Passage
[Start of section]

Effect of the UCP policy
Research on workers’ compensation in the US suggests that allowing farmers to purchase private injury insurance (in lieu of workers’ compensation board coverage) will result in injured farm workers receiving worse benefits. Essentially, private insurers minimize payments to workers in order to generate a profit for their investors. Injured workers often have little capacity to resist this treatment because of their vulnerability.
Private insurance companies are also more likely to engage in "creaming" behaviour, in which they choose to insure only those agricultural operators with low claims rates. This behaviour, in turn, incentivizes farm operators to pressure injured farm workers to not report injuries. Claims suppression transfers medical costs away from the farmer and onto taxpayer-funded health-care and income-support systems.
It is difficult to know the full effect of the UCP’s promise that it would excuse farms with three or fewer paid employees from the ambit of "employment laws" while also "ensur[ing] basic safety standards" are met. Based on the 2011 Agricultural Census, it appears that only the largest 10 per cent of agricultural operations routinely employ more than three workers. These operations account for about 30 per cent of all agricultural work.

[End of section]

Problems and tasks
(1) Duplicate everything in the passage on the UCP policy from "Effect of the UCP policy" down to "and income-support systems.".
(2) Summarize the passage on the UCP policy in three sentences.
The material that follows was taken from a separate source.

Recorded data

[Start of section]

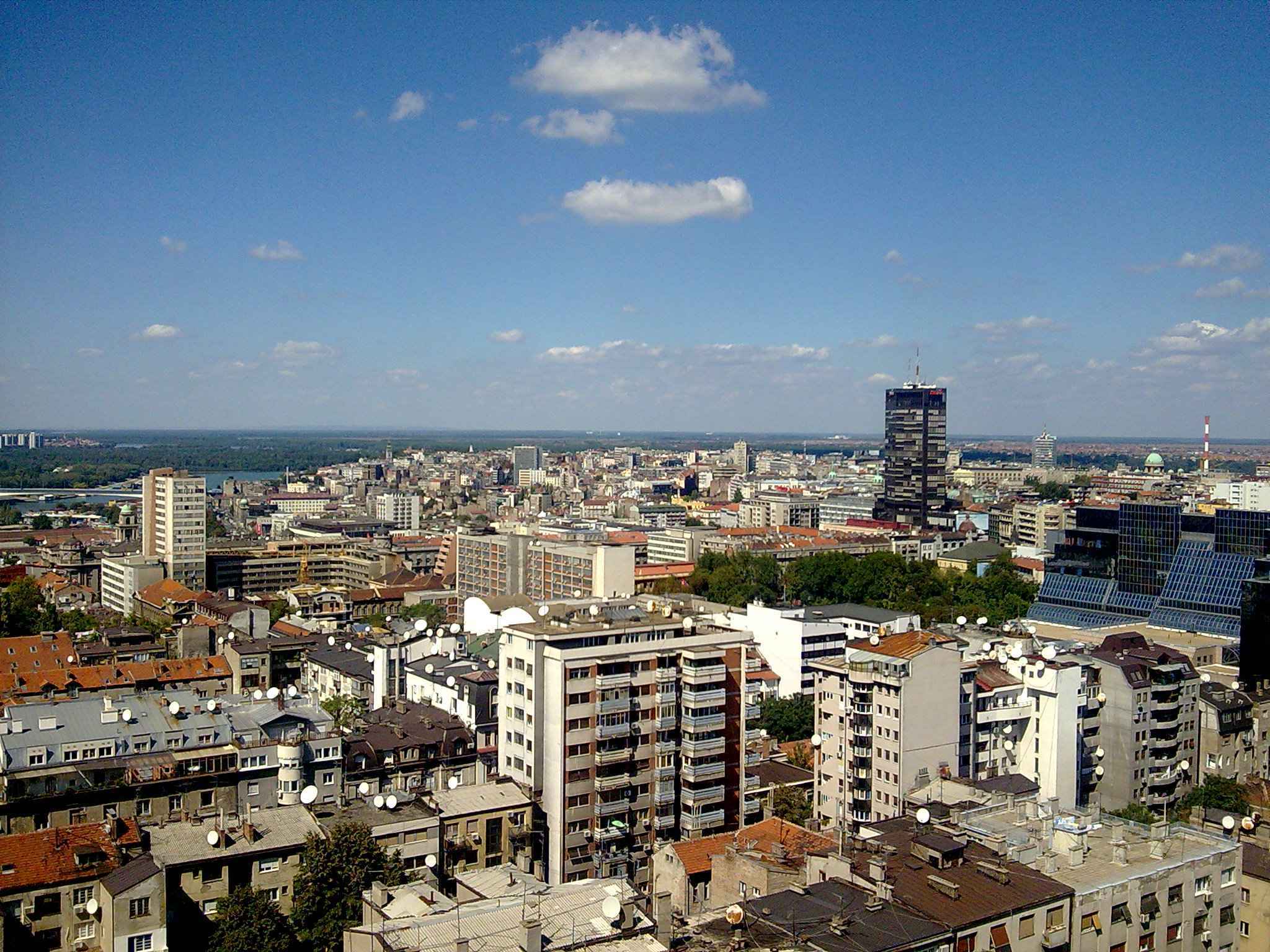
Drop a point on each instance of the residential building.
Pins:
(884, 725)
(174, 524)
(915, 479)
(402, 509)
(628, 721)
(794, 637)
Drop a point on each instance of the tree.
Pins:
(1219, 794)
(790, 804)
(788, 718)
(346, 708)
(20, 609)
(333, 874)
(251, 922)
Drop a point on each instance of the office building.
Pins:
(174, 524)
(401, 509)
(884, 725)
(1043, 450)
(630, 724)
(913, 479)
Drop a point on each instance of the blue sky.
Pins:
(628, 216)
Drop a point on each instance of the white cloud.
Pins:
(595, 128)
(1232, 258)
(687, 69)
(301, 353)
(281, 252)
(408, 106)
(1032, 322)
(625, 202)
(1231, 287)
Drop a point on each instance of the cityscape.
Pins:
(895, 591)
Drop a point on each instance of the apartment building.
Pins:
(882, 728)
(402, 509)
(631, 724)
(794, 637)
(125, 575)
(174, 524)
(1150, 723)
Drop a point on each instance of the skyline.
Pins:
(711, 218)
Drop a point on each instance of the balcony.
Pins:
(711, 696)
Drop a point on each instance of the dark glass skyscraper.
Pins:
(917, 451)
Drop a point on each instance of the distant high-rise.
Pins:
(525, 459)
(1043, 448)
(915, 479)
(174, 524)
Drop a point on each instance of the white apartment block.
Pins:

[End of section]

Responses
(1)
Effect of the UCP policy
Research on workers’ compensation in the US suggests that allowing farmers to purchase private injury insurance (in lieu of workers’ compensation board coverage) will result in injured farm workers receiving worse benefits. Essentially, private insurers minimize payments to workers in order to generate a profit for their investors. Injured workers often have little capacity to resist this treatment because of their vulnerability.
Private insurance companies are also more likely to engage in "creaming" behaviour, in which they choose to insure only those agricultural operators with low claims rates. This behaviour, in turn, incentivizes farm operators to pressure injured farm workers to not report injuries. Claims suppression transfers medical costs away from the farmer and onto taxpayer-funded health-care and income-support systems.

(2) Research on US workers' compensation suggests that letting farmers buy private injury insurance instead of workers' compensation board coverage will give injured farm workers worse benefits, because private insurers minimize payments to generate profit for their investors. Private insurers are also more likely to insure only agricultural operators with low claims rates, which pushes farm operators to pressure injured workers not to report injuries and shifts medical costs onto taxpayer-funded health-care and income-support systems. The full effect of the UCP's promise to exempt farms with three or fewer paid employees from "employment laws" is hard to know, though the 2011 Agricultural Census indicates that only the largest 10 percent of operations routinely employ more than three workers, and these account for about 30 percent of all agricultural work.